YOUR TASK —
Rewrite all of the material below as a Markdown table with the columns Row and Line. Put a running number in Row and one line of the material in Line, and omit any blank lines.

··· RECORDS SHOWN ···

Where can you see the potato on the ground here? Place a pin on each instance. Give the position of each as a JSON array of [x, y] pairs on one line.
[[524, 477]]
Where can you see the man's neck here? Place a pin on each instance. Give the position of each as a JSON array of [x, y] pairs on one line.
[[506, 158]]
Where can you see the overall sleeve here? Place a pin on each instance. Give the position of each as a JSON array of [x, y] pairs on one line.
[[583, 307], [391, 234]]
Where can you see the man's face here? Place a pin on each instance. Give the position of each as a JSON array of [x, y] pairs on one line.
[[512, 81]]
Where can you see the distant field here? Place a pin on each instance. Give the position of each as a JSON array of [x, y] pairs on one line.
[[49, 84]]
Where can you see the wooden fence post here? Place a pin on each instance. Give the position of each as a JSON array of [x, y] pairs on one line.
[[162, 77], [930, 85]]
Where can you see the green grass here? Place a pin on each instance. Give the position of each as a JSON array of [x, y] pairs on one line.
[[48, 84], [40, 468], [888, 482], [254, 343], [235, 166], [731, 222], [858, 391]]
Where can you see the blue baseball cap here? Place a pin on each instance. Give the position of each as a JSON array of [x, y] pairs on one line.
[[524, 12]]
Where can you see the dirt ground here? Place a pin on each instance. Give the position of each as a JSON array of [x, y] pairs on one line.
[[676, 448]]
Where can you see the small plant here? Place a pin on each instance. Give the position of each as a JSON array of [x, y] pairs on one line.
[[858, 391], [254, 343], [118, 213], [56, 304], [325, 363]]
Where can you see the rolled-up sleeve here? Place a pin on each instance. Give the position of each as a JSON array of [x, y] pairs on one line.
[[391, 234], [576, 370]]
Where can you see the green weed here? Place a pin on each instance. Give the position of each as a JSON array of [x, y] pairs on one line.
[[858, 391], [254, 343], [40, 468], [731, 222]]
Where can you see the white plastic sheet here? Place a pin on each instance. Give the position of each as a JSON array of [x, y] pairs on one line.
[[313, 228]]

···

CORRECT RESULT —
| Row | Line |
|---|---|
| 1 | Where can you see the potato on the ground here? Place a pin on each instance. Give the position of each as a JSON array of [x, y] pairs on one line. |
| 2 | [[524, 477]] |
| 3 | Where can you see the man's neck here? Place a pin on each instance. Give the position of each as a JSON array of [x, y] pairs on one line. |
| 4 | [[506, 158]] |
| 5 | Where can you see the overall sleeve here? Place a pin on each instance. Give the position of each as a JSON array of [x, y] pairs on one line. |
| 6 | [[583, 307], [391, 234]] |
| 7 | Where can you see the man's face here? Place a pin on each instance. Give the position of each as a JSON array of [x, y] pairs on one line. |
| 8 | [[512, 81]] |
| 9 | Where can you see the distant field here? Place a pin on each instance. Give the position of each as a JSON array of [x, y] pairs on one line. |
| 10 | [[49, 84]] |
| 11 | Where can you see the wooden fence post here? Place a pin on each instance. Give the position of each as a JSON array of [x, y] pairs on one line. |
| 12 | [[162, 77], [930, 85]] |
| 13 | Where can you see the green grass here? Place a pin on each instance. Give the position of each as a JSON array of [x, y] pairs on one line. |
| 14 | [[48, 84], [40, 468], [888, 482], [254, 343], [235, 166], [731, 222], [858, 391]] |
| 15 | Where can you see the blue baseball cap here? Place a pin on each instance. Give the position of each as a JSON array of [x, y] pairs on one line. |
| 16 | [[524, 12]] |
| 17 | Where can you see the dirt ground here? Place a pin on each instance. Give the position of each as a JSON array of [x, y] pairs on one line. |
| 18 | [[676, 448]] |
| 19 | Where can you see the small plant here? Place a pin on each instance. Give the position of each as a JSON array of [x, y] pairs on one line. |
| 20 | [[858, 391], [254, 343], [118, 213], [56, 304], [325, 363]] |
| 21 | Where can you see the rolled-up sleeve here? Place a pin on each instance. Give the position of each as a JSON array of [x, y] pairs on one line. |
| 22 | [[391, 234], [576, 370]] |
| 23 | Where can you see the green weed here? Place a pin on each instance. Give the position of each as a JSON array of [x, y] pairs on one line. |
| 24 | [[858, 391], [254, 343], [40, 468], [731, 222]] |
| 25 | Where can you see the white plastic sheet here? Place a pin on each instance. Give the position of each as a JSON array of [x, y] pairs on one line. |
| 26 | [[313, 228]] |